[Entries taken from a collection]
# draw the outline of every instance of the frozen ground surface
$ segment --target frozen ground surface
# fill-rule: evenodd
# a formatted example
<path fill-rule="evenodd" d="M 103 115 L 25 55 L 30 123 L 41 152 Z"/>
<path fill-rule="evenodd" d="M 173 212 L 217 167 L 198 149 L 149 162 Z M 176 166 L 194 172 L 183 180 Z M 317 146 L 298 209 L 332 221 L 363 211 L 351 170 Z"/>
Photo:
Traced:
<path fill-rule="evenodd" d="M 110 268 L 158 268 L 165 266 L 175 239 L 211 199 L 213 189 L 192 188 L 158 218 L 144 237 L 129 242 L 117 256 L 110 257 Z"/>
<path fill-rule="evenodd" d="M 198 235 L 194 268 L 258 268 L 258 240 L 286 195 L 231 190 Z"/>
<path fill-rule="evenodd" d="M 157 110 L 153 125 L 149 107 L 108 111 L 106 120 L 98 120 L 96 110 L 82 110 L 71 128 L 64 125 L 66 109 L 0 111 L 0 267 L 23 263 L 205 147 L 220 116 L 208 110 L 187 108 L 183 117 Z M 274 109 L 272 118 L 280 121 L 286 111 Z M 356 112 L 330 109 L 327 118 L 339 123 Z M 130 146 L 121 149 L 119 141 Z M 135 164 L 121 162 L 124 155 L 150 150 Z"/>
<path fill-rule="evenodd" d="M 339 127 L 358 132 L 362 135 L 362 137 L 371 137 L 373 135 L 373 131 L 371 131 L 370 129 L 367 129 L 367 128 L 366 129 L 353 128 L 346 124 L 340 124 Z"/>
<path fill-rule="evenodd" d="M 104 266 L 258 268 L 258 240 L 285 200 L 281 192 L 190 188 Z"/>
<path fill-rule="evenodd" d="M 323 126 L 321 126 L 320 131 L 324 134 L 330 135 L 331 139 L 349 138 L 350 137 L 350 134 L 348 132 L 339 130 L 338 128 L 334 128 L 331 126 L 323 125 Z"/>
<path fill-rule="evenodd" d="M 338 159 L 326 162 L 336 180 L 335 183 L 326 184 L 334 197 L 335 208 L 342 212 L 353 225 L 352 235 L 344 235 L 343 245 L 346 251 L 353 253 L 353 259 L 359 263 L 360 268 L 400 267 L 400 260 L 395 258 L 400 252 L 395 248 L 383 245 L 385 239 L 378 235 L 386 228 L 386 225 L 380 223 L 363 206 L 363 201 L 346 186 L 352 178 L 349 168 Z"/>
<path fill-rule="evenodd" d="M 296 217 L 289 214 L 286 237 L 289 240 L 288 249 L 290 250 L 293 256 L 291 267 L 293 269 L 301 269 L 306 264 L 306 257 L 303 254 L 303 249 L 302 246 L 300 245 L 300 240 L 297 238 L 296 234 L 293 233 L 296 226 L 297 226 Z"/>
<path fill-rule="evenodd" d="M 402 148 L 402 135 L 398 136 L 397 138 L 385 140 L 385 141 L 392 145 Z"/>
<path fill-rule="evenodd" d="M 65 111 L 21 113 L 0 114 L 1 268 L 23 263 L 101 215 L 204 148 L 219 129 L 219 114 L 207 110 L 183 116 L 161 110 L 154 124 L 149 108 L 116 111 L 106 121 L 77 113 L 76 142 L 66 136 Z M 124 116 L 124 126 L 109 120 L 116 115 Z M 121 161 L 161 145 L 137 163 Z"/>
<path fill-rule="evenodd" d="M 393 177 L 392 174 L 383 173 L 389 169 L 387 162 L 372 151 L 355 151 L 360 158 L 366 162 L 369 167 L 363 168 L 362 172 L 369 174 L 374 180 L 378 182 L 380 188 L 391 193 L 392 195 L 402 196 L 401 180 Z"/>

* **WHAT YOU NEED TO DO**:
Find "ground" in the data above. Report each line where it appears.

* **RESPONSE BOX**:
# draw the outline of every instance of the frozen ground surface
$ segment --target frozen ground surface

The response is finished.